*Passage provided*
------

Don’t you want a doctor who cares about all of you?

A rather backwards and whiny WSJ OpEd titled “Take Two Aspirin and Call Me By My Pronouns” has sparked an explosive backlash from the larger medical community, and with good reason.

Physician Stanley Goldfarb, retired dean of the University of Pennsylvania School of Medicine, laments all the class time being wasted teaching such medically irrelevant topics such as firearms injuries and deaths, healthcare disparities based on race/ gender/ sexual orientation, food insecurity-related health outcomes, climate change impacts on humans, et cetera. All that silly extracurricular stuff “that relates to health care only tangentially”, as he puts it.

Seriously? Hello, ever heard of the obesity epidemic, Adverse Childhood Experiences health outcomes, Social Determinants of Health research, any mass shooting, AIDS, Flint Michigan? How about the fact that US life expectancy is declining, while infant mortality is increasing (especially for African American babies, or maybe this doc doesn’t think they matter).

Nope, he doesn’t appear to be aware of any of that, or care. He wishes med student education could go back to the the good ole’ days, like when the students were all white men.

The OpEd baffled me, and many others. One of the best rebuttals to his sad pap was written by Emergency physician Zachary Meisel and Public Health researcher Carolyn Cannuscio and published in the Philadelphia Inquirer: “Social Justice Is The Foundation of Healthcare– and Medical Education“.

They publicly correct ole’ Stan: “Social and health policies have always determined who gets sick and who gets care, and where, and how. Understanding the social drivers of health and illness is not peripheral or tangential to health. It is key to diagnosing and meeting a patient’s fundamental needs, and to restoring health.

And they point out: “It is well established, for example, that bias in medicine has led to underdiagnosis of heart attacks in women, to undertreatment of depression in black patients, and to difficulty scheduling primary care appointments for low-income patients covered by Medicaid.

Ole’ Stan apparently isn’t keeping up with the robust evidence proving that social inputs such as childhood trauma, food insecurity, education, poverty, domestic violence, institutionalized racism and more have actual hard and bad health outcomes. This is science, and med students need to know and understand the science driving the health outcomes they will encounter.

Ole’ Stan’s piece infers that doctors shouldn’t trouble themselves about healthcare disparities, and rather should focus on being comfortable with the status quo. No need to worry about all of you, meaning every person, or all of you, meaning the whole person. In his world view, medicine is 100% technical, 0% personal.

Perhaps most sadly, the editorial board at the WSJ corroborated Ole’ Stan’s opinion with their piece “Corrupting Medical Education”, a double-down that reminded me of a certain orange president’s insistent babble with a black sharpie pen.

My conclusion: Old White Wealth is feeling threatened. Not sure they need to feel afraid, but I am sure we need to take action. We meaning physician educators, ensuring that medical students know and understand the facts.

As Dr. Cannuscio Tweeted out: “We want science-informed policies. We want justice-oriented health professionals. We want evidence-based medicine. And choosing science without justice will not produce a healthier world.”

After all, we have an imperative to create doctors who care about all of you, and can provide great care for all of you.

We need doctors who care about people and can provide great care for people, Stan.

4 thoughts on “Don’t you want a doctor who cares about all of you?”

    • The fuss is ongoing unfortunately! Ole’ Stan is blabbing nonsense for sure, but a lot of right wingers are buying in. He’s speaking their narrow selfish worldview language. We need to step up the backlash…

  • Great retort! I’ve always thought of medicine as more of an art than a science. All the knowledge in the world won’t help your patient if you can’t communicate it in an empathetic and understanding way.

------

*Given information*
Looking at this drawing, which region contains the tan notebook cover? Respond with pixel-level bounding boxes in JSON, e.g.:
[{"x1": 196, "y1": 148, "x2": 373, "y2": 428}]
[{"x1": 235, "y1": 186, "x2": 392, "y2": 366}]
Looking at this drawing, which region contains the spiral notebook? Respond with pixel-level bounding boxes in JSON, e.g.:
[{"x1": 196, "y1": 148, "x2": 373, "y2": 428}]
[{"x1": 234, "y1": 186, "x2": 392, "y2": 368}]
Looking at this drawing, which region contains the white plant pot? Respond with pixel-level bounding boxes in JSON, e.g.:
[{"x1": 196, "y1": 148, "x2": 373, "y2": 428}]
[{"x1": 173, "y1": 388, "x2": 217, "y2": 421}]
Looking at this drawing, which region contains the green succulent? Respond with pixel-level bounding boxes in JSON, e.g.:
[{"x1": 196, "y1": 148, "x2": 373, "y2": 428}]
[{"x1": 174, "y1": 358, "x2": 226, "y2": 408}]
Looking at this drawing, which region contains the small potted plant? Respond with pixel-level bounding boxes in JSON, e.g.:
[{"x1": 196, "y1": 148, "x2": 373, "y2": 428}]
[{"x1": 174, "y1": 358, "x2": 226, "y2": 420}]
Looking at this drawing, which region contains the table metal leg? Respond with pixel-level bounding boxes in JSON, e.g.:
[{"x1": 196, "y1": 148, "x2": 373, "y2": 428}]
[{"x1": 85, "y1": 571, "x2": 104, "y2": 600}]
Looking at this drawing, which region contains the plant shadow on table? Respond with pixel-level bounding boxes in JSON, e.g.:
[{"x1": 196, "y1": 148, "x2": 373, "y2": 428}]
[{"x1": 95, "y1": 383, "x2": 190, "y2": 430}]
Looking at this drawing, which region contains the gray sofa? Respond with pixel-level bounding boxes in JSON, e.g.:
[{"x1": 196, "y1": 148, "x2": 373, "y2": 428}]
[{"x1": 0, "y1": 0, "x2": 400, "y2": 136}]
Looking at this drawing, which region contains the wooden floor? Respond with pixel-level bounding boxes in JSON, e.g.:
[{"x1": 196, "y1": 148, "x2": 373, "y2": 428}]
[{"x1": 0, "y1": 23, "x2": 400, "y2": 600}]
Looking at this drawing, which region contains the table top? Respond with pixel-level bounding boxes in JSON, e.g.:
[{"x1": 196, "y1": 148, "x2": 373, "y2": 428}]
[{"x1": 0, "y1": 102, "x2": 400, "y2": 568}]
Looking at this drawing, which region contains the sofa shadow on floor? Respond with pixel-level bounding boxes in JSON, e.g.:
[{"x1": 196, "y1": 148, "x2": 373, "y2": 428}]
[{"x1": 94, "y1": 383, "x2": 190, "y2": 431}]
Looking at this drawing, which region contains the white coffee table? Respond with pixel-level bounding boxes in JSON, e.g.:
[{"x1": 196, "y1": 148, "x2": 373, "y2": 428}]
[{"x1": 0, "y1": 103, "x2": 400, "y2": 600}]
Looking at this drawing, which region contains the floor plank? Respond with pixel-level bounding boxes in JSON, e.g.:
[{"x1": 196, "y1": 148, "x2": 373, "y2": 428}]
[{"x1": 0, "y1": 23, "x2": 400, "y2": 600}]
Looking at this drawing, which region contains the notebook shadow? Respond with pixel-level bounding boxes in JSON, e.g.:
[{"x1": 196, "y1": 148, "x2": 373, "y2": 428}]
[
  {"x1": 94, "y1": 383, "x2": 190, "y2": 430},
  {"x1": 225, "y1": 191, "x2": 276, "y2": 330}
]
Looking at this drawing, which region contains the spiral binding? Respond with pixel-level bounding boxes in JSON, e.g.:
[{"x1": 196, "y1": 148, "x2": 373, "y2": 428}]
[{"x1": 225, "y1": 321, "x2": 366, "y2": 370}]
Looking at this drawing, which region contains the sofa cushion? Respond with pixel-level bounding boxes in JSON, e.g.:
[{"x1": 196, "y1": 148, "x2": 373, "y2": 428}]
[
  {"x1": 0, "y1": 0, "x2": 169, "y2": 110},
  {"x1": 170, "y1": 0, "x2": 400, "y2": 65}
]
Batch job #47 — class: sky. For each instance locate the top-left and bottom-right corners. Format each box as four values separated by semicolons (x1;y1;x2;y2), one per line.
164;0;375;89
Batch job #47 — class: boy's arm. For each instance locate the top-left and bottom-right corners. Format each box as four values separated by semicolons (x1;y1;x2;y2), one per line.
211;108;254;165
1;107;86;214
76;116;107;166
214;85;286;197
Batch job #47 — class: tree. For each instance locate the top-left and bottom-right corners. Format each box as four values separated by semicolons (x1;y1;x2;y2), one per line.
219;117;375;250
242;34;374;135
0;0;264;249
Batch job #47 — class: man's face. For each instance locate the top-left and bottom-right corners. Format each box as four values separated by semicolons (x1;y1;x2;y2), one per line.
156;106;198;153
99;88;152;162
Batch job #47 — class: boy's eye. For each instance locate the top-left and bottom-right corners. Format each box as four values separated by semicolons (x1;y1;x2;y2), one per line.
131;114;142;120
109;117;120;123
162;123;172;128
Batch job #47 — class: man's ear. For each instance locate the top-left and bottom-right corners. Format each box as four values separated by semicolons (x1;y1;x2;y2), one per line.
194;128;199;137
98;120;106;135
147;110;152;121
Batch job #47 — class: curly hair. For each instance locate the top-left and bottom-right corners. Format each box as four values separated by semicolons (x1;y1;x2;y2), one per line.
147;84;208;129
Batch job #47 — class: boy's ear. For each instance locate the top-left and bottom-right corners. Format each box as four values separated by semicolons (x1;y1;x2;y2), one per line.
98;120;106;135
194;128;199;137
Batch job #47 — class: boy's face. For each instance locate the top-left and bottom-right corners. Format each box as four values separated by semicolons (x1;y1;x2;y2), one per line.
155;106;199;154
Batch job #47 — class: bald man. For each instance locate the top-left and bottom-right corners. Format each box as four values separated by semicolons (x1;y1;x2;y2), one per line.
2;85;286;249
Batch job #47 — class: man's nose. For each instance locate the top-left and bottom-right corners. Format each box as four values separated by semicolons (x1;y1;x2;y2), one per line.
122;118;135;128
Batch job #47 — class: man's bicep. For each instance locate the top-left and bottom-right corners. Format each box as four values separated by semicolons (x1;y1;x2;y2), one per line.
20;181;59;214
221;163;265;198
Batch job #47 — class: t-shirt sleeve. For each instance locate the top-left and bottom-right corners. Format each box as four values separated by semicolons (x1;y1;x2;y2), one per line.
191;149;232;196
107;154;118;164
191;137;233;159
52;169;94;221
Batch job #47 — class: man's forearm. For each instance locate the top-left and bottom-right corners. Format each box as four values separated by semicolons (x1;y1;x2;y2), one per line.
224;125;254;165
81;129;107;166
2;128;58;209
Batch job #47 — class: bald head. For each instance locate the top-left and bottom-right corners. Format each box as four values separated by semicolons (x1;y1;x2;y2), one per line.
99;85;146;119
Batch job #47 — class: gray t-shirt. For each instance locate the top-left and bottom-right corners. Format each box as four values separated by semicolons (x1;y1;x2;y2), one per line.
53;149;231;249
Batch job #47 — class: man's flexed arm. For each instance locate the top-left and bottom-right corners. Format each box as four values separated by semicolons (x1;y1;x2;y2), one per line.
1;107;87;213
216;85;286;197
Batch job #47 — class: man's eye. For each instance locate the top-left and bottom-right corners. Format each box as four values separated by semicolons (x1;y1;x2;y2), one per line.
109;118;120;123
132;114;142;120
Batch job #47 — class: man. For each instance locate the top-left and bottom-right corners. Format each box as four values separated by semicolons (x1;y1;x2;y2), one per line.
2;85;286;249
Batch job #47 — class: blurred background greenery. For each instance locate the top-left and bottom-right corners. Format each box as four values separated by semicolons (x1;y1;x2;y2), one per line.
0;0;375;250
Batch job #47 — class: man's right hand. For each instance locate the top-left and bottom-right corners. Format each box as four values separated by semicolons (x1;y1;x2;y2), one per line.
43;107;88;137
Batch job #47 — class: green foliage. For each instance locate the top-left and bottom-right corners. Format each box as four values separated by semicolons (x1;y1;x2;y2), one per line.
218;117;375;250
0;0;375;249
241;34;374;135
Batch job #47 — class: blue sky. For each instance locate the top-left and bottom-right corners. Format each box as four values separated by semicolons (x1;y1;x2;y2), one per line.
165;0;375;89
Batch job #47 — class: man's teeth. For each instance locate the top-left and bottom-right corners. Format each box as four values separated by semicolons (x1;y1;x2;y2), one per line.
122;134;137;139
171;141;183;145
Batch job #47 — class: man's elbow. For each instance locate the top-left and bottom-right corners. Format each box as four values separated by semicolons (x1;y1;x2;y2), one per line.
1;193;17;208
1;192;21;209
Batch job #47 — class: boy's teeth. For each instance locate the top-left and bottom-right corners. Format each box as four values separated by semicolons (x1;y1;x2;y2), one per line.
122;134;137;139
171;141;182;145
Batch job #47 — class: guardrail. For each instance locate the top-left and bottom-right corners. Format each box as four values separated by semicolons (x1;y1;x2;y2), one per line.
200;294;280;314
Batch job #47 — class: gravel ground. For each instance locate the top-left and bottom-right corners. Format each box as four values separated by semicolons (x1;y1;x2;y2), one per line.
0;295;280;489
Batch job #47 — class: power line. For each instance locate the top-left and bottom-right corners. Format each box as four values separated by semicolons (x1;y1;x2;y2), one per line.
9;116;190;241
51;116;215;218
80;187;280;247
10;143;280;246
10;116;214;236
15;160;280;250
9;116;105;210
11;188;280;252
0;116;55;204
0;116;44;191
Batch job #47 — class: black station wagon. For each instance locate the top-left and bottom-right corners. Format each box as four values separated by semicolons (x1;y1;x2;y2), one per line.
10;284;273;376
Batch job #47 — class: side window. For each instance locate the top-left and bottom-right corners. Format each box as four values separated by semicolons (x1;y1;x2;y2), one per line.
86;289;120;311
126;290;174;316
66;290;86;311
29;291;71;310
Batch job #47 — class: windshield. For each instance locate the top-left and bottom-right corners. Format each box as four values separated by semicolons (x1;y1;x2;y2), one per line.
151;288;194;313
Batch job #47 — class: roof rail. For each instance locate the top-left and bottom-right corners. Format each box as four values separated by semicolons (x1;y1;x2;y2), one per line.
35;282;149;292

------

*Task statement*
Quote the passage from the article on medical education exactly, from "Physician Stanley Goldfarb, retired" to "he puts it.".

*Answer to the exercise*
Physician Stanley Goldfarb, retired dean of the University of Pennsylvania School of Medicine, laments all the class time being wasted teaching such medically irrelevant topics such as firearms injuries and deaths, healthcare disparities based on race/ gender/ sexual orientation, food insecurity-related health outcomes, climate change impacts on humans, et cetera. All that silly extracurricular stuff “that relates to health care only tangentially”, as he puts it.